» **Brief**: Tally the lines that contain the string "laundry" and give only that number.

» **Supplied records**:
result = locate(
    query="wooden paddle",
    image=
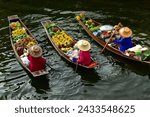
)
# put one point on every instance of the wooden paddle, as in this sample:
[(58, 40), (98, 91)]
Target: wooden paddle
[(119, 25)]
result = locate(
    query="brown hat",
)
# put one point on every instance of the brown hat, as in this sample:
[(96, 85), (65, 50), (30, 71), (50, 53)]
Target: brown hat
[(83, 45), (125, 32), (35, 51)]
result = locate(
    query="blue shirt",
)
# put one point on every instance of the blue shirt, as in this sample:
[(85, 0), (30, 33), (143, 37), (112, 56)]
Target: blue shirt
[(125, 43)]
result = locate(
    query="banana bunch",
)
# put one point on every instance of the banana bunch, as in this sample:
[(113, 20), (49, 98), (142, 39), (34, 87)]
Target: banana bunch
[(15, 25), (63, 40), (18, 32)]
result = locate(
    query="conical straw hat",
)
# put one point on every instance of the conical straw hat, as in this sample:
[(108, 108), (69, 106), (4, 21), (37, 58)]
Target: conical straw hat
[(125, 32)]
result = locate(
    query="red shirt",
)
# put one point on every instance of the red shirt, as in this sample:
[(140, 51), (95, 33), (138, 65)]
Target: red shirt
[(37, 63), (84, 58)]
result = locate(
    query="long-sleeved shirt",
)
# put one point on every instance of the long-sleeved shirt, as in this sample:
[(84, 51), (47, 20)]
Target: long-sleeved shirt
[(84, 58), (37, 63), (125, 43)]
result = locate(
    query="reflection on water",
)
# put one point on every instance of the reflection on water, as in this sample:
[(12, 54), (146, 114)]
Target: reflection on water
[(112, 80)]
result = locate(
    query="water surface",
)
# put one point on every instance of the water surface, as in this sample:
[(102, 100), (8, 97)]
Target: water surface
[(109, 81)]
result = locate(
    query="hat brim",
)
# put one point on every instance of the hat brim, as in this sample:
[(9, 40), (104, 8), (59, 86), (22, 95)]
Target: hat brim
[(123, 34), (84, 48)]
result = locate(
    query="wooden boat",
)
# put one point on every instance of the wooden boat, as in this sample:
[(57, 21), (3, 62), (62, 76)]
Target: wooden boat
[(105, 45), (15, 18), (59, 49)]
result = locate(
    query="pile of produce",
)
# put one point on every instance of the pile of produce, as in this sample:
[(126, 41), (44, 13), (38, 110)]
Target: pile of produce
[(88, 22), (20, 37), (60, 38)]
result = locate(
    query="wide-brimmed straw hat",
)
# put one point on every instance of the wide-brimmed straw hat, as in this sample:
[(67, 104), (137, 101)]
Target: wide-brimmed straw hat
[(83, 45), (125, 32), (35, 51)]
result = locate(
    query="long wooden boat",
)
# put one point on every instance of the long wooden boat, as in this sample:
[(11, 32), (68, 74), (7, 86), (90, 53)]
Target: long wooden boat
[(13, 19), (104, 44), (57, 46)]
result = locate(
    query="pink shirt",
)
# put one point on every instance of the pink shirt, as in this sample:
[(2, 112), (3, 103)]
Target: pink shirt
[(84, 58), (36, 63)]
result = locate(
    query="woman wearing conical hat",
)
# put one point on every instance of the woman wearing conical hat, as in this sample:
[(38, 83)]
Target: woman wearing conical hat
[(84, 53), (37, 62), (125, 42)]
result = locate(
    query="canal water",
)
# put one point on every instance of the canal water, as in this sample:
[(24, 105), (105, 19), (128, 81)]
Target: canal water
[(114, 79)]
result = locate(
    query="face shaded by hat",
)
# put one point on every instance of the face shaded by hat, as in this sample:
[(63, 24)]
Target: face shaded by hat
[(83, 45), (35, 51), (125, 32)]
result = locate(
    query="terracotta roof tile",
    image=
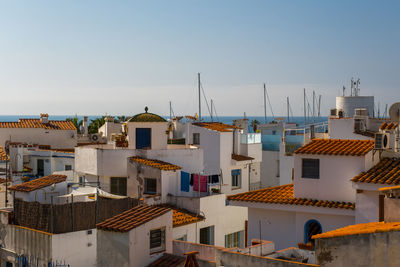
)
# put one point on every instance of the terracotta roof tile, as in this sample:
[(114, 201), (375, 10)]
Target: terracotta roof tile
[(39, 183), (35, 123), (3, 156), (362, 228), (162, 165), (132, 218), (337, 147), (388, 126), (387, 171), (216, 126), (284, 195), (182, 217), (168, 260), (241, 157)]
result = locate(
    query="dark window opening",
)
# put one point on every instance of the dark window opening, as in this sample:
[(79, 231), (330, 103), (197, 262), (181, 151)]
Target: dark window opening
[(150, 186), (157, 239), (40, 167), (118, 186), (310, 168)]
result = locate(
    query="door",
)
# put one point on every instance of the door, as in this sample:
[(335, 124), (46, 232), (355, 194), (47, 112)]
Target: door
[(143, 138), (40, 167)]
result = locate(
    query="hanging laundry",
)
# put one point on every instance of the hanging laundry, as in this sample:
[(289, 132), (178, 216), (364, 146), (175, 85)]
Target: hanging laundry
[(215, 179), (191, 179), (196, 182), (185, 181), (203, 183)]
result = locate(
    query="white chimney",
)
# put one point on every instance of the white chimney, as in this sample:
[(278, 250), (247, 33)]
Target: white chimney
[(44, 118)]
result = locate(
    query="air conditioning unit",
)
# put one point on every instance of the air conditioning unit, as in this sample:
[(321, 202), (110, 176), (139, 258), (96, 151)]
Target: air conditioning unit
[(361, 112), (381, 141), (94, 137)]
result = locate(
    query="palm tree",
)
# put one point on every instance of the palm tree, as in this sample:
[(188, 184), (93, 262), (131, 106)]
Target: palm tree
[(95, 124), (254, 124), (77, 123)]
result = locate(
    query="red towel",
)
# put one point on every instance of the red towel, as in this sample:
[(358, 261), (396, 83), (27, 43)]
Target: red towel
[(203, 183)]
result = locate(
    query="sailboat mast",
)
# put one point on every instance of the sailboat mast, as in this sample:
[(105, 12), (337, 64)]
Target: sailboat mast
[(287, 100), (199, 84), (305, 107), (265, 104)]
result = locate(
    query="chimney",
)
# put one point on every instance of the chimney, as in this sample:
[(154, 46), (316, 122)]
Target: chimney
[(44, 118)]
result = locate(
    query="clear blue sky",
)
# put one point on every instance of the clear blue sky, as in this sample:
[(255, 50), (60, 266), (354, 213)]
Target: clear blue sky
[(115, 57)]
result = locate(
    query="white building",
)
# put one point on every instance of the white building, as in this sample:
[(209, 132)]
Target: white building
[(41, 190), (56, 134), (221, 159), (135, 237), (320, 199)]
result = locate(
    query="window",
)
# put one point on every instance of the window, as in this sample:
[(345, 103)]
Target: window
[(312, 227), (182, 238), (310, 168), (207, 235), (150, 186), (40, 167), (68, 167), (196, 139), (118, 186), (236, 178), (157, 240), (234, 240)]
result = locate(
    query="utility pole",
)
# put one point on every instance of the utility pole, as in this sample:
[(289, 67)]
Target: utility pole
[(198, 77), (265, 104)]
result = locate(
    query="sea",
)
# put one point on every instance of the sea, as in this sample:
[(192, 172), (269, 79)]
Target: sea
[(224, 119)]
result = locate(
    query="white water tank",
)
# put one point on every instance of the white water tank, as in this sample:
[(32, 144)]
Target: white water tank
[(349, 103)]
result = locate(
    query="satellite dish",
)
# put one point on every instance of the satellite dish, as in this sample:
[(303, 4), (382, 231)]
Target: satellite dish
[(394, 112)]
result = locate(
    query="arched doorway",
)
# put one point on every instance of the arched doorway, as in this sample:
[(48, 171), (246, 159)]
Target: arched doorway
[(312, 227)]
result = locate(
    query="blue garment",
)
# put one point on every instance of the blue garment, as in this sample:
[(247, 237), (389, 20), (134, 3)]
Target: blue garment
[(185, 179)]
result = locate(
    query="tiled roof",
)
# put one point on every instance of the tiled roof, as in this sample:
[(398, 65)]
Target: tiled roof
[(3, 156), (241, 157), (216, 126), (146, 117), (284, 195), (132, 218), (182, 217), (337, 147), (39, 183), (388, 126), (362, 228), (387, 171), (168, 260), (35, 123), (162, 165)]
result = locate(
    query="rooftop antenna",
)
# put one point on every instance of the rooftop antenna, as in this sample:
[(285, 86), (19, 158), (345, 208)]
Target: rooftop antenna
[(287, 101), (211, 113), (265, 104), (305, 107), (319, 106), (199, 84)]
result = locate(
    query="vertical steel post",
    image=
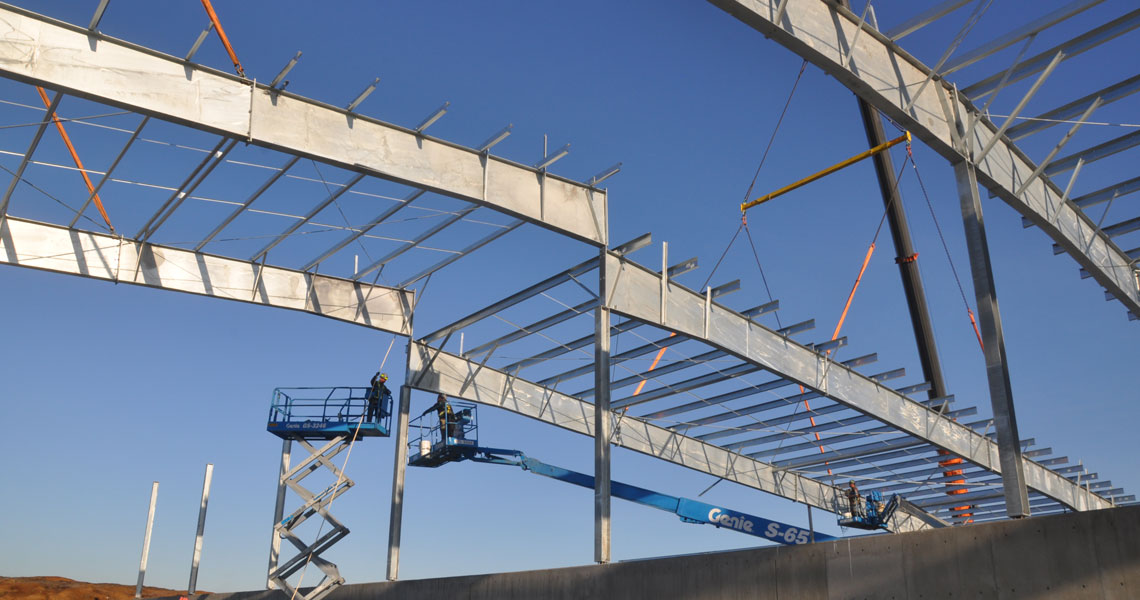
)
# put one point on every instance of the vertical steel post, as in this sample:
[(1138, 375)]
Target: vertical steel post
[(146, 538), (904, 251), (202, 528), (275, 541), (396, 517), (1001, 394), (602, 418)]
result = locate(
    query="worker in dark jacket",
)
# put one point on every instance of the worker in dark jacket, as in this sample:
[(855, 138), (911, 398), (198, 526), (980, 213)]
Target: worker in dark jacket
[(447, 422), (854, 499), (379, 396)]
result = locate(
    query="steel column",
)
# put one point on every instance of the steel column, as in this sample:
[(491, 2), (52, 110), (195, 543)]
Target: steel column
[(602, 419), (396, 517), (146, 538), (275, 541), (904, 251), (202, 527), (1001, 394)]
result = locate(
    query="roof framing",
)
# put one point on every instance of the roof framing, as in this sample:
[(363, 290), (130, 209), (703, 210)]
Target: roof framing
[(436, 371), (636, 292), (890, 80), (88, 64), (57, 249)]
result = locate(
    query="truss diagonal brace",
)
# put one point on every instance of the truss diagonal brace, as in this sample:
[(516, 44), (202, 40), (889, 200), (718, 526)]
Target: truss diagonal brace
[(59, 56), (886, 76), (37, 245)]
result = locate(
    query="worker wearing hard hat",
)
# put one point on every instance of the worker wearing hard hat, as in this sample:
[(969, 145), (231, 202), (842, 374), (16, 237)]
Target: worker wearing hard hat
[(447, 423), (379, 397)]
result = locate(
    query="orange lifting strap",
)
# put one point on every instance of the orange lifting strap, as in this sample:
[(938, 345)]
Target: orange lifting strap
[(225, 40), (79, 163)]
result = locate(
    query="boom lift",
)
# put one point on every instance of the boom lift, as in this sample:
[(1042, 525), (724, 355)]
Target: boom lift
[(456, 439)]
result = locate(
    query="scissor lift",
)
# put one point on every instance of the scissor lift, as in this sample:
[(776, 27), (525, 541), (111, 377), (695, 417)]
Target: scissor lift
[(324, 421)]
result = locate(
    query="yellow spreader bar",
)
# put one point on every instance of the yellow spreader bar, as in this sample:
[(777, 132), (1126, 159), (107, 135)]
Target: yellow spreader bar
[(905, 137)]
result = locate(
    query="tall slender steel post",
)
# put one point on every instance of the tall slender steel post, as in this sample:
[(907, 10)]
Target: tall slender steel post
[(396, 517), (202, 528), (602, 419), (905, 256), (146, 538), (275, 541), (1001, 392)]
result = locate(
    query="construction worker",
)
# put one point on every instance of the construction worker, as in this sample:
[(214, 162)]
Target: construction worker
[(854, 499), (379, 396), (447, 423)]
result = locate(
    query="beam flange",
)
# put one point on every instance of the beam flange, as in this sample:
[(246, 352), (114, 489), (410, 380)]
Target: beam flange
[(65, 57), (885, 75), (37, 245)]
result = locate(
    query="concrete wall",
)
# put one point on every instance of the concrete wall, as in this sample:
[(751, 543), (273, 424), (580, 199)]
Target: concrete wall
[(1077, 556)]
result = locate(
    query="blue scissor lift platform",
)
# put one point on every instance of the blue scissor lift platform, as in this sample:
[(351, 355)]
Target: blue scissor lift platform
[(323, 422), (326, 413)]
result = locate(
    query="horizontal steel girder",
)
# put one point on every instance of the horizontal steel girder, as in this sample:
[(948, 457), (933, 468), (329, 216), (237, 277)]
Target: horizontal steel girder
[(88, 64), (636, 293), (57, 249), (887, 78), (438, 372)]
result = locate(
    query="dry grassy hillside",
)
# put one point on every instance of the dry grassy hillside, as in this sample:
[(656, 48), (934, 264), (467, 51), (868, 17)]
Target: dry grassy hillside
[(64, 589)]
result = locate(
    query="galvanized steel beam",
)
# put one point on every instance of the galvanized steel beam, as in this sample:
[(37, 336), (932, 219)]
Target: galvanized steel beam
[(1081, 43), (88, 64), (885, 75), (440, 372), (1031, 29), (637, 294), (51, 248)]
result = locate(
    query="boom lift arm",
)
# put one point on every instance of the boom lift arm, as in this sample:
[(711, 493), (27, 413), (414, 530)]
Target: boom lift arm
[(455, 439)]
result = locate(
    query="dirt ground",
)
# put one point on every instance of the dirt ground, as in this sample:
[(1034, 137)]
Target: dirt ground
[(64, 589)]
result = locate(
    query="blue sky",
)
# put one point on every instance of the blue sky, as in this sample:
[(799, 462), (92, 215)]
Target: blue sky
[(107, 388)]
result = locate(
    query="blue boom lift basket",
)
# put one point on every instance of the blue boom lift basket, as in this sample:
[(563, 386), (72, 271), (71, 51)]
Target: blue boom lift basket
[(436, 443), (325, 413)]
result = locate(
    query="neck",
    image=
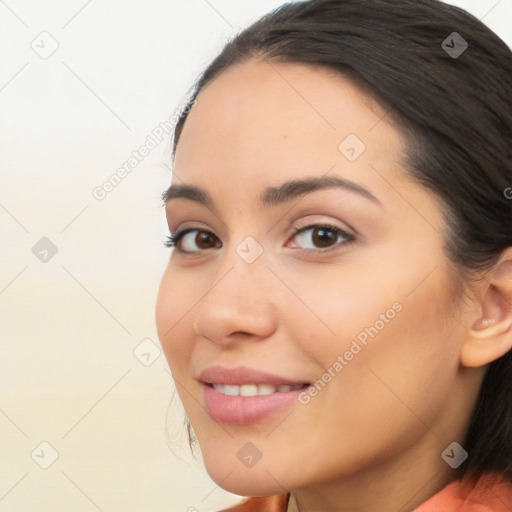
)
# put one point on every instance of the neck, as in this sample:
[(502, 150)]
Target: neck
[(385, 488)]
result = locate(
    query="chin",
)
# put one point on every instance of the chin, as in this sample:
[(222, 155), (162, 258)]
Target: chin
[(237, 479)]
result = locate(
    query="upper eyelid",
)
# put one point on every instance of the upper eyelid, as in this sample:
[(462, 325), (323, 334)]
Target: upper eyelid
[(297, 229)]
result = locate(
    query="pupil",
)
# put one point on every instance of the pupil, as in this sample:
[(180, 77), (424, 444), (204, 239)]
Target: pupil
[(324, 237), (203, 238)]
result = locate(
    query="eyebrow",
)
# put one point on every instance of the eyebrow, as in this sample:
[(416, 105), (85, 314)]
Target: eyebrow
[(273, 196)]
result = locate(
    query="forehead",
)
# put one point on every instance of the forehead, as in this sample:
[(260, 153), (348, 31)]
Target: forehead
[(271, 122)]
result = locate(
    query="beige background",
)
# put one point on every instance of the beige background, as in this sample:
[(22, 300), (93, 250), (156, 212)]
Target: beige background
[(69, 377)]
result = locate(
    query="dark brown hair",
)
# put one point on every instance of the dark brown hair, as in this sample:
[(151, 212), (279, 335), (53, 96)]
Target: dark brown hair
[(455, 111)]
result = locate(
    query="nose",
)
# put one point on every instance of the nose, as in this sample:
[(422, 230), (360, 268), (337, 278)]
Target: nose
[(238, 304)]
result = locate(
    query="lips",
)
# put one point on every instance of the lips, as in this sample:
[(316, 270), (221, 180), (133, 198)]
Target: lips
[(241, 395), (240, 375)]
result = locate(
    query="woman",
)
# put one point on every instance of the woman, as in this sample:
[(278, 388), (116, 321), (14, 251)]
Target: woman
[(337, 309)]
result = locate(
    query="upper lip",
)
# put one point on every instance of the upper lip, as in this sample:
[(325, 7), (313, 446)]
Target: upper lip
[(239, 375)]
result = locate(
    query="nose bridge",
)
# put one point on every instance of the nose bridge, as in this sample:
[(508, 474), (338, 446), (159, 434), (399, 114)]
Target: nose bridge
[(238, 299)]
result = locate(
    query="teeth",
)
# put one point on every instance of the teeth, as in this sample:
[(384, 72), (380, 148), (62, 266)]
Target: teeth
[(254, 389)]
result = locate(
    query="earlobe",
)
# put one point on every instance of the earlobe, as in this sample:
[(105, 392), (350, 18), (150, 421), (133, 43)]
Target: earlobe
[(490, 336)]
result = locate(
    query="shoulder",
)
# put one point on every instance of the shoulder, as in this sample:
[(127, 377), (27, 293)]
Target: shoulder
[(277, 503), (488, 493)]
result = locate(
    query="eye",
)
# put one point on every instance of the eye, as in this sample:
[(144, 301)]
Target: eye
[(185, 243), (325, 236)]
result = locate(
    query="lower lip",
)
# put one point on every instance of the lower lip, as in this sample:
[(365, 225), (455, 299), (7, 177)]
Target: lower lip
[(244, 410)]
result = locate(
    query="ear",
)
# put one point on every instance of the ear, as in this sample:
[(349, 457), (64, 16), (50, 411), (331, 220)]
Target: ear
[(490, 334)]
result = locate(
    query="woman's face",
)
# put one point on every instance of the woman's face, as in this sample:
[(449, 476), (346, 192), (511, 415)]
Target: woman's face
[(364, 317)]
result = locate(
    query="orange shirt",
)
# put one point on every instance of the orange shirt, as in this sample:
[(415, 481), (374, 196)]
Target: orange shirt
[(489, 493)]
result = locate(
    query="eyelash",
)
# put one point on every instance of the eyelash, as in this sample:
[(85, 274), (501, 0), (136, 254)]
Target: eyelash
[(175, 237)]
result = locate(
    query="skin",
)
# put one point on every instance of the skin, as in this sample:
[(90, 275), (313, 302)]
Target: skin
[(372, 439)]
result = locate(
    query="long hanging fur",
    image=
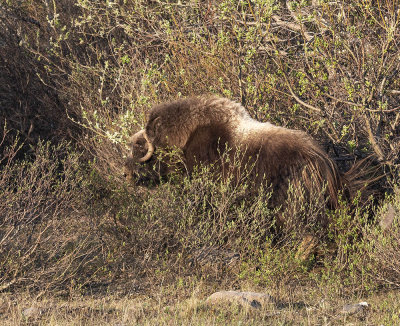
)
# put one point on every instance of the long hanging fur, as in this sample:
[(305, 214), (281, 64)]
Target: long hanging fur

» **Solution to the exercise**: 3